### OBJECTIVES
1. From the column on the David Jones share purchases, quote the stretch from "Price revealed that" through "in the video.".
2. List every person named in the column on the David Jones share purchases.

### EXCERPTED PASSAGE
_ _ _ _ _ _ _

WHAT Peter Mason, the soon-to-be ex-chairman of David Jones, did was utterly incomprehensible. It was also very badly wrong. 

What the ‘invisible man,’ Greg Medcraft, still the chairman of ASIC, did NOT do, was merely embarrassingly inept. It was also plain wrong. 

Late last year Mason, who’s been a respected and highly successful investment banker for over 40 years and an effective non-executive company director more recently, signed off as the company’s chairman, on two DJ directors buying shares in the company. 

That in itself would be unremarkable; and we normally would never even hear about it. Except, that three days after the two directors, Steve Vamos and Leigh Clapham, went ahead and bought their shares, DJ released its first quarter sales numbers. 

Sales bettered market expectations and the DJ share price leapt 6.6 per cent. If the coincidence of events is not eyebrow-raising, I don’t know what would be. 

Now, one does not have to assume that the two directors or even Mason knew that sales had done better than expected — although such ‘non-knowledge’ would pose its own disturbing questions — to assert that buying shares in the company three days before such an announcement was, not should have been, WAS, an absolute no-no. 

That’s why it is utterly incomprehensible that Mason signed off on the buying. It should have taken a millisecond of thought to sign off on purchases to be executed only AFTER the announcement. 

I’d add, that the two directors showed appalling lack of judgment in seeking to buy before the announcement. Indeed, presented with such a request, a chairman should have been responding not with approval but a reprimand. 

Two weeks ago, we found out something further, which would have sent those raised-eyebrows through the average hairline. 

It became public that the DAY BEFORE the two directors bought their shares, Mason as DJ chairman had received a formal approach from competitor Myer proposing a nil-premium merger. If the two directors — and the rest of the DJ board — weren’t immediately told by Mason, they should have been. 

If Mason was unable to realise that directors buying shares in the company before a sales announcement was inappropriate, he should have realised that buying shares in the company before such an announcement AND after receiving a merger proposal, just might fail the old-fashioned ‘smell test.’ 

Now to ASIC. This would seem a pretty good opportunity for the chairman — assuming he was visiting from his busy travel schedule — to make some telling points about good corporate governance. 

Alas, the ‘invisible man’ stayed invisible. Instead we got a bizarre ‘statement’ from another ASIC commissioner, John Price, by way of a YouTube video. 

Price revealed that ASIC had issued a ‘No further action” letter to DJ over the share-buying. 

“ASIC has examined this matter thoroughly, including the Myer proposal, and decided that there is not sufficient evidence to take enforcement action at this time,” he says in the video.

_ _ _ _ _ _ _

### INFORMATION PROVIDED
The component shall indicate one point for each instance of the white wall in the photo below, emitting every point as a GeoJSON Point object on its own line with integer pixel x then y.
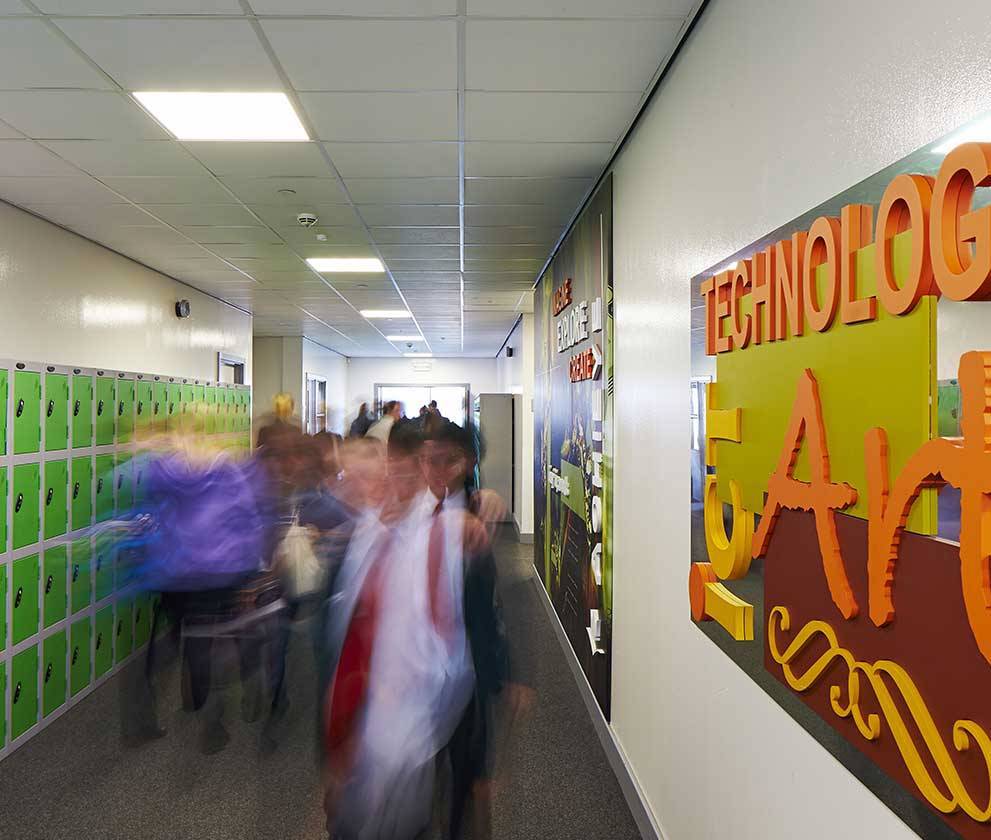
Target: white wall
{"type": "Point", "coordinates": [319, 361]}
{"type": "Point", "coordinates": [69, 301]}
{"type": "Point", "coordinates": [770, 109]}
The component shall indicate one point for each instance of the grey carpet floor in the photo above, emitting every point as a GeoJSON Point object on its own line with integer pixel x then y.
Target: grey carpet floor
{"type": "Point", "coordinates": [78, 779]}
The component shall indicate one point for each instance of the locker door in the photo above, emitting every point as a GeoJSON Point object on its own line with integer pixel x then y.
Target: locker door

_ _ _ _ _ _ _

### ANSWERS TO THE EXERCISE
1.
Price revealed that ASIC had issued a ‘No further action” letter to DJ over the share-buying. 

“ASIC has examined this matter thoroughly, including the Myer proposal, and decided that there is not sufficient evidence to take enforcement action at this time,” he says in the video.

2.
Peter Mason
Greg Medcraft
Steve Vamos
Leigh Clapham
John Price